Direction —
Could you write out all the rows below again, changing every "place a marker on" to "mark", keeping everything else the same and leaving the pictures out?

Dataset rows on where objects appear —
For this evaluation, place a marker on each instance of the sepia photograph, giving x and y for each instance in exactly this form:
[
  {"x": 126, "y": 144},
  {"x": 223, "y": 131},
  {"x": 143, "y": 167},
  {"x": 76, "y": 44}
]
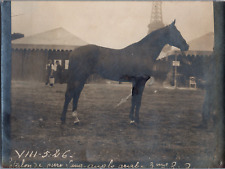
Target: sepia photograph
[{"x": 114, "y": 84}]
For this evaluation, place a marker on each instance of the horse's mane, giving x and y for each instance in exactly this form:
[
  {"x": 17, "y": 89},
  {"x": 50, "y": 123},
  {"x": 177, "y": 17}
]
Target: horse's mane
[
  {"x": 150, "y": 36},
  {"x": 153, "y": 34}
]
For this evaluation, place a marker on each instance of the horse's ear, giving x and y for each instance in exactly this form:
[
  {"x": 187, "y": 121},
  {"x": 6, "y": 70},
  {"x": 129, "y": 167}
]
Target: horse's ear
[{"x": 174, "y": 22}]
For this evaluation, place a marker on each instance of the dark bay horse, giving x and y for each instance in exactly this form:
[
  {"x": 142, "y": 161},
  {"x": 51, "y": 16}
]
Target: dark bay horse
[{"x": 133, "y": 63}]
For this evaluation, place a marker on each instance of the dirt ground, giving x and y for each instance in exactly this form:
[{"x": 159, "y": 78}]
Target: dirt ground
[{"x": 167, "y": 135}]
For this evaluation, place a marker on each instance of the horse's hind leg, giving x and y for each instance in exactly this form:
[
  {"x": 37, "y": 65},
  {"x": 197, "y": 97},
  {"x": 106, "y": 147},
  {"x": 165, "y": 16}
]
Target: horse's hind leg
[
  {"x": 138, "y": 100},
  {"x": 79, "y": 87},
  {"x": 137, "y": 91},
  {"x": 68, "y": 97}
]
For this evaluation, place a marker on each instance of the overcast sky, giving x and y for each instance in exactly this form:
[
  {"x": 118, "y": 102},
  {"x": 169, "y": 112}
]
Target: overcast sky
[{"x": 111, "y": 24}]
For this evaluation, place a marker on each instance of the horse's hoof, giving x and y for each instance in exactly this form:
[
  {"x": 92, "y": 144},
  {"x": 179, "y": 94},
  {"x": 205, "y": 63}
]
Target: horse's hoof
[
  {"x": 76, "y": 121},
  {"x": 63, "y": 121},
  {"x": 132, "y": 122}
]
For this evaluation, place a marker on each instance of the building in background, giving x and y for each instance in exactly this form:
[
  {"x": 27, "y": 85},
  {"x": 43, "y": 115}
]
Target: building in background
[{"x": 31, "y": 54}]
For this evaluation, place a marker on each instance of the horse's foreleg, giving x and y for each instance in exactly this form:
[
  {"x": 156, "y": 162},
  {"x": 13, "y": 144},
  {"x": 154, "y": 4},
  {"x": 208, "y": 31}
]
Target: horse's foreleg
[
  {"x": 133, "y": 103},
  {"x": 138, "y": 102},
  {"x": 68, "y": 97},
  {"x": 137, "y": 91}
]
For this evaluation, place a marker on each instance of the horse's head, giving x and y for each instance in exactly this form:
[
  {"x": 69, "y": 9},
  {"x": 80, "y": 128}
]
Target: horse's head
[{"x": 175, "y": 38}]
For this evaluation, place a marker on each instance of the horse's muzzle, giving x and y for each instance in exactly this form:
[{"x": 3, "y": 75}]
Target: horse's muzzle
[{"x": 185, "y": 48}]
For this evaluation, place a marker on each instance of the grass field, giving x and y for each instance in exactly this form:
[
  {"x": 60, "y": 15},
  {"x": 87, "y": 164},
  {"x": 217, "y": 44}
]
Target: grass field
[{"x": 167, "y": 134}]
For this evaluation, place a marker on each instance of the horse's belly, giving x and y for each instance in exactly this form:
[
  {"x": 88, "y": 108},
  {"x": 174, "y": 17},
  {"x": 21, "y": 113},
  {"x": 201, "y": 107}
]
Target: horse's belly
[{"x": 122, "y": 72}]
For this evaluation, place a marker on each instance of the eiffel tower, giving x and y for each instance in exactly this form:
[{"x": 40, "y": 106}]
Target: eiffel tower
[{"x": 156, "y": 21}]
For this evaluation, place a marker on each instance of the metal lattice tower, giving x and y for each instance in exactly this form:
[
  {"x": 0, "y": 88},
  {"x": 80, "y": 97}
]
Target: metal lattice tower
[{"x": 156, "y": 21}]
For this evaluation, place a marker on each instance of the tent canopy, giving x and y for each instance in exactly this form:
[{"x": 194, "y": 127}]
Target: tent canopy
[{"x": 58, "y": 39}]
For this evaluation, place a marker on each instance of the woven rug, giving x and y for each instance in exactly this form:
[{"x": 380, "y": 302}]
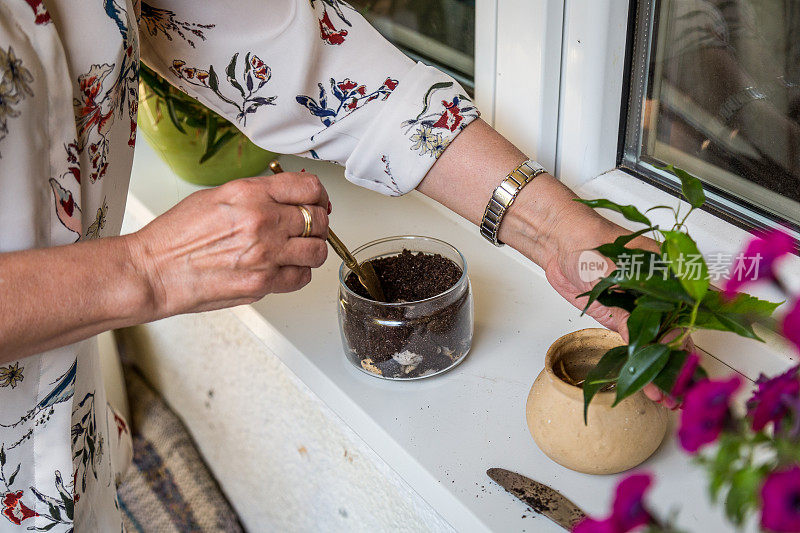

Exercise response —
For this evaluation, mark each instance of the sepia photograph, giving x and y for each instance in exactly this form:
[
  {"x": 126, "y": 144},
  {"x": 223, "y": 131},
  {"x": 143, "y": 167},
  {"x": 76, "y": 44}
]
Target: sepia photograph
[{"x": 114, "y": 84}]
For this evaluation, mark each instance of the horse's mane, giving x and y for each instance in exactly this form:
[
  {"x": 17, "y": 89},
  {"x": 50, "y": 123},
  {"x": 177, "y": 17}
]
Target: horse's mane
[
  {"x": 150, "y": 36},
  {"x": 153, "y": 34}
]
For this evaluation, mark each instance of the horse's ear, giving x and y for each instance in exactly this form:
[
  {"x": 187, "y": 121},
  {"x": 6, "y": 70},
  {"x": 129, "y": 167}
]
Target: horse's ear
[{"x": 174, "y": 22}]
For this evaluation, mark each instance of the dark bay horse, giving x and y for each instance in exactly this form:
[
  {"x": 142, "y": 161},
  {"x": 51, "y": 16}
]
Target: dark bay horse
[{"x": 133, "y": 63}]
For this evaluation, mark each instance of the dirt ground, giving x and y for each instance in exactly this form:
[{"x": 159, "y": 78}]
Target: dirt ground
[{"x": 167, "y": 135}]
For this evaluation, mark each instance of the horse's hind leg, giving x and y for each instance in exactly this form:
[
  {"x": 37, "y": 65},
  {"x": 197, "y": 97},
  {"x": 106, "y": 147},
  {"x": 165, "y": 16}
]
Target: horse's hind leg
[
  {"x": 138, "y": 100},
  {"x": 79, "y": 87},
  {"x": 137, "y": 91},
  {"x": 68, "y": 97}
]
For this evaluation, mark each instance of the overcast sky, giving x and y for each instance in exactly this form:
[
  {"x": 118, "y": 102},
  {"x": 169, "y": 112}
]
Target: overcast sky
[{"x": 111, "y": 24}]
For this evaluation, mark each instance of the horse's hoof, giving x and y for each instance in exactly this form:
[
  {"x": 92, "y": 144},
  {"x": 179, "y": 94},
  {"x": 205, "y": 63}
]
Target: horse's hoof
[
  {"x": 76, "y": 121},
  {"x": 63, "y": 121},
  {"x": 132, "y": 122}
]
For this evaluation, mark each instance of the building in background, giving x and y for each instance in exactly this form:
[
  {"x": 27, "y": 85},
  {"x": 43, "y": 115}
]
Target: building in background
[{"x": 31, "y": 54}]
For this evaluation, mark each instance of the horse's foreleg, giving x and y for each instance in exactly this form:
[
  {"x": 156, "y": 162},
  {"x": 13, "y": 144},
  {"x": 154, "y": 4},
  {"x": 208, "y": 31}
]
Target: horse's foreleg
[
  {"x": 133, "y": 103},
  {"x": 138, "y": 102},
  {"x": 68, "y": 97},
  {"x": 137, "y": 91}
]
For this evaluation, mark each instance of the horse's head, giving x and y for each instance in exactly this form:
[
  {"x": 69, "y": 9},
  {"x": 80, "y": 128}
]
Target: horse's head
[{"x": 175, "y": 38}]
For this evaluation, mark each instance of the horse's muzzle, giving x and y for each instance in exactly this form:
[{"x": 3, "y": 75}]
Target: horse's muzzle
[{"x": 185, "y": 48}]
For this evaluation, mark each instance of the grass field, giving x and y for each instance in exactly this form:
[
  {"x": 60, "y": 15},
  {"x": 87, "y": 164},
  {"x": 217, "y": 44}
]
Target: grass field
[{"x": 167, "y": 134}]
For this evaluation, mark each instance of the horse's belly, giving x and y for each instance in exactly this form:
[
  {"x": 88, "y": 108},
  {"x": 174, "y": 17},
  {"x": 21, "y": 113},
  {"x": 201, "y": 107}
]
Target: horse's belly
[{"x": 122, "y": 72}]
For this evaluation, mark each instance of the eiffel tower, giving x and y for each instance in exactly this form:
[{"x": 40, "y": 106}]
Target: eiffel tower
[{"x": 156, "y": 21}]
For this evaluation, mark each instance of the metal lattice tower, giving x and y for each instance in exactly this form:
[
  {"x": 0, "y": 88},
  {"x": 80, "y": 97}
]
Target: metal lattice tower
[{"x": 156, "y": 21}]
For this evaluation, mark each instance of the tent canopy, giving x and y for each instance in exactly this form:
[{"x": 194, "y": 127}]
Target: tent canopy
[{"x": 58, "y": 39}]
For this evaluation, mark each instance of the woven rug, giving x and y for each instance in exactly this form:
[{"x": 380, "y": 302}]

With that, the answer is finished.